[[ THE DATA open ]]

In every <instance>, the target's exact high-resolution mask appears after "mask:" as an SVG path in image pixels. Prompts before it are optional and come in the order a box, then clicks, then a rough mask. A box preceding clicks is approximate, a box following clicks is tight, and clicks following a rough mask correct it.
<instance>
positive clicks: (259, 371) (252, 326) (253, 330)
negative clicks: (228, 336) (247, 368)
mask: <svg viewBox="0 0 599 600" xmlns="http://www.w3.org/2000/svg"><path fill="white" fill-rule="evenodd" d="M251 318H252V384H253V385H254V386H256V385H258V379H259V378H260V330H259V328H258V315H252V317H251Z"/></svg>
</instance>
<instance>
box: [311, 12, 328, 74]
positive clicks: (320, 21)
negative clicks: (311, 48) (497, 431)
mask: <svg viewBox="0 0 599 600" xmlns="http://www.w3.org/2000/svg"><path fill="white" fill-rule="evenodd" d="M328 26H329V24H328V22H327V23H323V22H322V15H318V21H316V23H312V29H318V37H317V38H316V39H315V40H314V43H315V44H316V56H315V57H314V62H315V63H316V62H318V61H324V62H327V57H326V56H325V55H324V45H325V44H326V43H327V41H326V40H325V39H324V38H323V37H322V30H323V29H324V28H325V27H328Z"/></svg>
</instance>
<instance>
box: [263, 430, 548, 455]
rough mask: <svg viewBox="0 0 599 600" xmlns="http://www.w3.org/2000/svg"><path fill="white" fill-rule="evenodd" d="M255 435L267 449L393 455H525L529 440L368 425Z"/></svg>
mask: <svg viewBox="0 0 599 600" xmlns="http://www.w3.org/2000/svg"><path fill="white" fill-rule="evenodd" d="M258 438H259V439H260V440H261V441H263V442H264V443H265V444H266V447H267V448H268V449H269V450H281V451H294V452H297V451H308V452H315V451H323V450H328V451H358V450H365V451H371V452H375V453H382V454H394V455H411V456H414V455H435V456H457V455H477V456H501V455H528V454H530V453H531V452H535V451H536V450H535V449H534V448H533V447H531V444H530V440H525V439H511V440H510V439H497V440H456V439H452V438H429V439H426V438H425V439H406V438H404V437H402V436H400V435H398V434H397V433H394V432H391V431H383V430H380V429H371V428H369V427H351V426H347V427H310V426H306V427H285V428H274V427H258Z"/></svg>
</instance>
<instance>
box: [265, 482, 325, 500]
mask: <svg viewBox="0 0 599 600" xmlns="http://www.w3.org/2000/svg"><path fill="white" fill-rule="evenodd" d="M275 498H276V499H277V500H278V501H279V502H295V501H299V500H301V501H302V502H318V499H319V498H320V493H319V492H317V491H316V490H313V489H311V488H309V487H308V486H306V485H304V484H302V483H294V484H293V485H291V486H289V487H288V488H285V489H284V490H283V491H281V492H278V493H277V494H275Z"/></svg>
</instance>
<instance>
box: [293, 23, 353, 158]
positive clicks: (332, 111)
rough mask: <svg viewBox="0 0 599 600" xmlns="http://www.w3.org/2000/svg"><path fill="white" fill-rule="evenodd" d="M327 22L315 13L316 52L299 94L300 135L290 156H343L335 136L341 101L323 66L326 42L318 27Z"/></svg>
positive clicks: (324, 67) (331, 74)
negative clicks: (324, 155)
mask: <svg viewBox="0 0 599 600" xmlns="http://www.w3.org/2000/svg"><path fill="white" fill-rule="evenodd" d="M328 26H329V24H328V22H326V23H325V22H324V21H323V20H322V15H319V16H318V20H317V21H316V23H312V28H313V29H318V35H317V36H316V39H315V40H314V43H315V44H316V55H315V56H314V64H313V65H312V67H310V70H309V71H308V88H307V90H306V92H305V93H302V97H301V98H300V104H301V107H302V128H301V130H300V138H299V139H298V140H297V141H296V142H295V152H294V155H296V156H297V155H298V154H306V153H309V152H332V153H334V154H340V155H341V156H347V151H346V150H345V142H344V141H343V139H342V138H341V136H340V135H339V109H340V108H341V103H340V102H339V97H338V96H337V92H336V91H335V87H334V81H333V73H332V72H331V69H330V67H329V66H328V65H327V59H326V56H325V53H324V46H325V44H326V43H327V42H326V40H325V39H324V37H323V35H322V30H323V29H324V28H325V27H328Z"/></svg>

[[ THE DATA closed ]]

=== EXERCISE ===
Retype all of the entries above, character for character, from the opening line through the final one.

=== EXPECTED OUTPUT ===
In every <instance>, the target's exact high-resolution mask appears after "mask:" as an SVG path in image pixels. Prompts before it are optional and come in the order a box, then clicks, then a rough mask. A box preceding clicks is approximate, a box following clicks is tight, and clicks following a rough mask correct it.
<instance>
positive clicks: (259, 371) (252, 326) (253, 330)
negative clicks: (228, 336) (247, 368)
mask: <svg viewBox="0 0 599 600" xmlns="http://www.w3.org/2000/svg"><path fill="white" fill-rule="evenodd" d="M251 318H252V384H253V385H254V386H256V385H258V379H259V378H260V330H259V328H258V315H252V317H251Z"/></svg>
</instance>
<instance>
box: [311, 12, 328, 74]
positive clicks: (320, 21)
negative clicks: (311, 48) (497, 431)
mask: <svg viewBox="0 0 599 600" xmlns="http://www.w3.org/2000/svg"><path fill="white" fill-rule="evenodd" d="M328 26H329V24H328V22H327V23H323V22H322V15H318V21H316V23H312V29H318V37H317V38H316V39H315V40H314V43H315V44H316V56H315V57H314V62H315V63H316V62H318V61H324V62H327V57H326V56H325V55H324V45H325V44H326V43H327V41H326V40H325V39H324V38H323V37H322V30H323V29H324V28H325V27H328Z"/></svg>
</instance>
<instance>
box: [263, 430, 548, 455]
rough mask: <svg viewBox="0 0 599 600" xmlns="http://www.w3.org/2000/svg"><path fill="white" fill-rule="evenodd" d="M255 435L267 449L393 455H525L529 440L368 425Z"/></svg>
mask: <svg viewBox="0 0 599 600" xmlns="http://www.w3.org/2000/svg"><path fill="white" fill-rule="evenodd" d="M258 438H259V439H260V440H261V441H263V442H264V443H265V444H266V447H267V448H268V449H269V450H281V451H294V452H297V451H308V452H315V451H323V450H328V451H358V450H365V451H371V452H375V453H382V454H394V455H411V456H414V455H435V456H457V455H477V456H501V455H528V454H530V453H531V452H535V451H536V450H535V449H534V448H533V447H531V444H530V440H525V439H511V440H510V439H497V440H456V439H452V438H429V439H426V438H425V439H406V438H404V437H402V436H400V435H398V434H397V433H394V432H391V431H383V430H380V429H371V428H369V427H351V426H347V427H310V426H306V427H285V428H274V427H258Z"/></svg>
</instance>
<instance>
box: [265, 482, 325, 500]
mask: <svg viewBox="0 0 599 600" xmlns="http://www.w3.org/2000/svg"><path fill="white" fill-rule="evenodd" d="M275 498H276V499H277V500H278V501H279V502H295V501H299V500H301V501H302V502H318V499H319V498H320V493H319V492H317V491H316V490H313V489H311V488H309V487H308V486H306V485H304V484H302V483H294V484H293V485H291V486H289V487H288V488H285V489H284V490H283V491H281V492H278V493H277V494H275Z"/></svg>
</instance>
<instance>
box: [293, 23, 353, 158]
positive clicks: (332, 111)
rough mask: <svg viewBox="0 0 599 600" xmlns="http://www.w3.org/2000/svg"><path fill="white" fill-rule="evenodd" d="M327 22L315 13L316 52L299 94L300 135L290 156H343L335 136L341 101L323 66L326 42L318 27Z"/></svg>
positive clicks: (324, 67) (331, 74)
negative clicks: (324, 155)
mask: <svg viewBox="0 0 599 600" xmlns="http://www.w3.org/2000/svg"><path fill="white" fill-rule="evenodd" d="M328 26H329V24H328V22H326V23H325V22H324V21H323V20H322V15H319V16H318V20H317V21H316V23H312V28H313V29H318V35H317V36H316V39H315V40H314V43H315V44H316V55H315V56H314V64H313V65H312V67H310V70H309V71H308V88H307V90H306V92H305V93H302V97H301V98H300V104H301V107H302V128H301V130H300V138H299V139H298V140H297V141H296V142H295V152H294V155H296V156H297V155H298V154H306V153H309V152H332V153H334V154H340V155H341V156H347V151H346V150H345V142H344V141H343V139H342V138H341V136H340V135H339V109H340V108H341V103H340V102H339V97H338V96H337V92H336V91H335V87H334V81H333V73H332V72H331V69H330V67H329V66H328V65H327V59H326V56H325V53H324V46H325V44H326V43H327V42H326V40H325V39H324V37H323V35H322V30H323V29H324V28H325V27H328Z"/></svg>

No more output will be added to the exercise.